_Brano scelto_

┏━━

America latina. In appello a Roma ribalta la sentenza: 24 ergastoli per i leader dei regimi militari latinoamericani sostenuti dalla Cia e da Nixon. I sequestri e le uccisioni, scrive la pm Tiziana Cugini, erano programmati per eliminare prove e come monito per quanti rimanevano, affinché desistessero dalla lotta
Finalmente una vittoria, per la voce delle vittime e il loro diritto alla verità, per il dovere della memoria e le sue ragioni. La prima Corte d’assise d’appello di Roma ha scritto una grande pagina di giustizia nel processo sul Plan Condor, il piano di cooperazione tra gli organi di repressione dei regimi militari di Argentina, Bolivia, Brasile, Cile, Paraguay e Uruguay.
Un processo istituito in Italia per far luce sull’uccisione e la sparizione, negli anni Settanta e Ottanta, di 43 cittadini, di cui 23 di nazionalità italiana, tra cui anche Juan José Montiglio, socialista di origini piemontesi che era stato membro della scorta del presidente cileno Allende ucciso durante il golpe di Pinochet.

┗━━

_Esercizi_
(a) Nel brano sul processo Plan Condor, quanti dei 43 cittadini uccisi o scomparsi avevano la nazionalità italiana?
(b) Prosegui il brano sul processo Plan Condor dopo l'ultima frase riportata.

_Dati_
┏━━

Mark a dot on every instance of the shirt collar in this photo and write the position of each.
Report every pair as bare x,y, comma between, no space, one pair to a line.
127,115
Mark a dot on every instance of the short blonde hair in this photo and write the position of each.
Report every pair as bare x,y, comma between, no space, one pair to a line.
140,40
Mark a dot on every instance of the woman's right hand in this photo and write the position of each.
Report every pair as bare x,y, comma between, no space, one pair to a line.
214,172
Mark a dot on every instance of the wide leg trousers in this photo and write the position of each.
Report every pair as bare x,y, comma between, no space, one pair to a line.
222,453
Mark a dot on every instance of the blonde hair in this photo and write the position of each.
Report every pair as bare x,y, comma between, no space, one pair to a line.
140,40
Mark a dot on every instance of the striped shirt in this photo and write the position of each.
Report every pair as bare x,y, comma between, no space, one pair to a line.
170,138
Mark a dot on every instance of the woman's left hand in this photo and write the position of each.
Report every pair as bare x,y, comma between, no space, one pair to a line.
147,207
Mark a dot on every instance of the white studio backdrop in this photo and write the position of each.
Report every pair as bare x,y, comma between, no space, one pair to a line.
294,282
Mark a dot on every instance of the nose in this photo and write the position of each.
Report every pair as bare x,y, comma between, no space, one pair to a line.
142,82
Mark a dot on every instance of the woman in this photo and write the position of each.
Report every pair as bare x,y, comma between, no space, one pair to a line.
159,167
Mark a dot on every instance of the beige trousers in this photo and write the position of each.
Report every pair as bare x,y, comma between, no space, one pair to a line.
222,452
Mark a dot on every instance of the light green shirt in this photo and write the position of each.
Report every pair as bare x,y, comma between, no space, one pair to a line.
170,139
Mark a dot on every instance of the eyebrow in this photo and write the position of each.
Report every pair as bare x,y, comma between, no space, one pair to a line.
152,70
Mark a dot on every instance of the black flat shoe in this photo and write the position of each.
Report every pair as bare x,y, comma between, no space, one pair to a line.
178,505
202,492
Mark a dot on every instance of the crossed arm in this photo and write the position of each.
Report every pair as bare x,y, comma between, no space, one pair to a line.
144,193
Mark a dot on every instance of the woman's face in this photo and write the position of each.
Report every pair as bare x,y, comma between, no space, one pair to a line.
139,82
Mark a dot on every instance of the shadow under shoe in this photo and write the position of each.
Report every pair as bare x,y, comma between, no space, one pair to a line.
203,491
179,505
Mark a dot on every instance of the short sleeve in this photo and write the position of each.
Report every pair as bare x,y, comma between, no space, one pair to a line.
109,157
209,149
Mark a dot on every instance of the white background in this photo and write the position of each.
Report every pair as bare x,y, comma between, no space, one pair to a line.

┗━━

_Soluzioni in ordine_
(a) 23.

(b)
In tutto sei italo-argentini, quattro italo-cileni, tredici italo-uruguaiani e venti uruguaiani, tutti vittime del coordinamento del terrore ideato dal generale cileno Augusto Pinochet – e organizzato dal suo capo dei servizi segreti, il generale Manuel Contrera, con il coinvolgimento dei servizi di intelligence degli Stati uniti e della presidenza Nixon – al fine di annientare gli oppositori politici attraverso azioni di spionaggio, sequestri, torture e assassinii.
I giudici hanno inflitto 24 ergastoli, ribaltando così la contestata sentenza del processo di primo grado del 17 gennaio del 2017, quando erano stati condannati al carcere a vita soltanto otto imputati, a fronte dell’assoluzione di 19 persone ritenute responsabili non di omicidio, ma solo di sequestro di persona, un reato ormai caduto in prescrizione (oltre al proscioglimento di altre sei per morte del reo).
La sentenza del processo d’appello, che si era ufficialmente aperto il 12 aprile del 2018, ha disposto anche il risarcimento nei confronti delle 47 parti civili costituite da stabilirsi in sede civile, decidendo una provvisionale immediatamente esecutiva di un milione di euro per la presidenza del Consiglio dei ministri e di cifre comprese tra i 250mila euro e i 100mila euro per tutte le altre parti civili.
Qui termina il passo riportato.